### Input rows ###

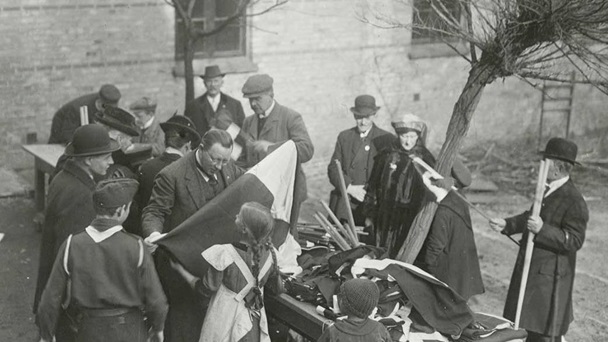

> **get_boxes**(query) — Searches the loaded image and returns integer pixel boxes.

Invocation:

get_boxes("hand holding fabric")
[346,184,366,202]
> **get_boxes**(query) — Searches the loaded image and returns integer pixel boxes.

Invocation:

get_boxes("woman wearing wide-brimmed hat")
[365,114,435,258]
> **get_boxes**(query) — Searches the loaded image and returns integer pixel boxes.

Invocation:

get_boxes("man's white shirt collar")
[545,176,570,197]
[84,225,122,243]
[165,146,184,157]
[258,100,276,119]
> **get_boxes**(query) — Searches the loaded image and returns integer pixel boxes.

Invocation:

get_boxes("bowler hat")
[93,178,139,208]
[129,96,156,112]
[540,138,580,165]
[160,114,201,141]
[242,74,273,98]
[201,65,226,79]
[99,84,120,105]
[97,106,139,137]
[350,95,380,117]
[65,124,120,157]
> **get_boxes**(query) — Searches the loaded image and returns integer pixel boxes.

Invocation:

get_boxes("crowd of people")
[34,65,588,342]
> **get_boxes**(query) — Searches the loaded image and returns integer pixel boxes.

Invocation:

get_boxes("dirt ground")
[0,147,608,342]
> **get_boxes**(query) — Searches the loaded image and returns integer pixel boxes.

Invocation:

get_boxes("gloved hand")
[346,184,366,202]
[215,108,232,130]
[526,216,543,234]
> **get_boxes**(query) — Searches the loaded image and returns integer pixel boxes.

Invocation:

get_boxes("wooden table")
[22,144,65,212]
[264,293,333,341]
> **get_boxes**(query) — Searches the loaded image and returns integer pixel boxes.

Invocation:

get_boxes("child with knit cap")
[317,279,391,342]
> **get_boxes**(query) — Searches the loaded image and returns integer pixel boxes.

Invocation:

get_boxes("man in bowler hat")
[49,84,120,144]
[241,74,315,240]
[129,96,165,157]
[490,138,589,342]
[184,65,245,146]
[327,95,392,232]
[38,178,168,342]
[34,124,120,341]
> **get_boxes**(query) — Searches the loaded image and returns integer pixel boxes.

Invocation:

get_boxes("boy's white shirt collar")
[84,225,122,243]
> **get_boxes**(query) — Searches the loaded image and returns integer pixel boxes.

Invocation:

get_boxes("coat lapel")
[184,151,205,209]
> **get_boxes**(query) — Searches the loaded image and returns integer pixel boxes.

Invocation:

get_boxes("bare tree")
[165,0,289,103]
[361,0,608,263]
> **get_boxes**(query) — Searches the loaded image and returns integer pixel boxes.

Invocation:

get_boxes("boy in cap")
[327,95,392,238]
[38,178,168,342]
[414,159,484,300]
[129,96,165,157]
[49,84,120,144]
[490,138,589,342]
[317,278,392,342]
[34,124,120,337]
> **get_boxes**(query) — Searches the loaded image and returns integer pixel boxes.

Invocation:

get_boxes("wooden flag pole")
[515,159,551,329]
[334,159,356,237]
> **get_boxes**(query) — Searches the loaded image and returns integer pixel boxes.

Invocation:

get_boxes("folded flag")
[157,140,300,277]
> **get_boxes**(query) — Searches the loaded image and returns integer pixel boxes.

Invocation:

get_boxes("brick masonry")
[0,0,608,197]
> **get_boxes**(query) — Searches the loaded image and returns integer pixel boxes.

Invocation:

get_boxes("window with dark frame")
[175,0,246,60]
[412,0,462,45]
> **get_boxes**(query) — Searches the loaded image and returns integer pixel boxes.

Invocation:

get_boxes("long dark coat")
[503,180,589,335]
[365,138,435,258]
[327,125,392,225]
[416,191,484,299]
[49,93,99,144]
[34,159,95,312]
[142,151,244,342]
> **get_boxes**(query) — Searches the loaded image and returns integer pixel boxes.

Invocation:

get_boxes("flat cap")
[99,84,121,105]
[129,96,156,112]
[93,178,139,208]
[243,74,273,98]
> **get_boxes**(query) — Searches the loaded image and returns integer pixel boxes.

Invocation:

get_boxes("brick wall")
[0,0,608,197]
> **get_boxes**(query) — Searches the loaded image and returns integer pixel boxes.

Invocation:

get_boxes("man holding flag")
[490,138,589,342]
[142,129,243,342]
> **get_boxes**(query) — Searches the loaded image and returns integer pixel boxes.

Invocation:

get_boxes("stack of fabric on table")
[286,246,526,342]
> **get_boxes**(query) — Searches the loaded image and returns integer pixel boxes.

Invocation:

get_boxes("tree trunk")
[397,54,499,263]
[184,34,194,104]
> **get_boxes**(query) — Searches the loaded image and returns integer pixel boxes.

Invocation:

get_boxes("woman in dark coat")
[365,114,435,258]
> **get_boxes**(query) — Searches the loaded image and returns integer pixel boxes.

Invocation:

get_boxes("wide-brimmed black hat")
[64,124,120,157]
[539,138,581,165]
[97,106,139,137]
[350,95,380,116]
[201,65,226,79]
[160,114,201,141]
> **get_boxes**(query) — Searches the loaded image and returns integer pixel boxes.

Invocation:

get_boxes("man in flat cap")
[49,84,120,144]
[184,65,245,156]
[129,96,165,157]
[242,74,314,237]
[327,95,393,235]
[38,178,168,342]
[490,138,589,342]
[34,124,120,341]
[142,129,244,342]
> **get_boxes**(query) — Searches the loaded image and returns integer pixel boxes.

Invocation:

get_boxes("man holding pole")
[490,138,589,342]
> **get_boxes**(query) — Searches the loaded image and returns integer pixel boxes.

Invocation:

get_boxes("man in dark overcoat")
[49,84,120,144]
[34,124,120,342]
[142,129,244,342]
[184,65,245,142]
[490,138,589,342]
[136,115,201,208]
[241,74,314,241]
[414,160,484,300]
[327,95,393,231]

###

Pull out every line in the entries above that contains the string "with", and list those lines in the order they appear.

get_boxes("child with knit cap")
get_boxes("window with dark frame")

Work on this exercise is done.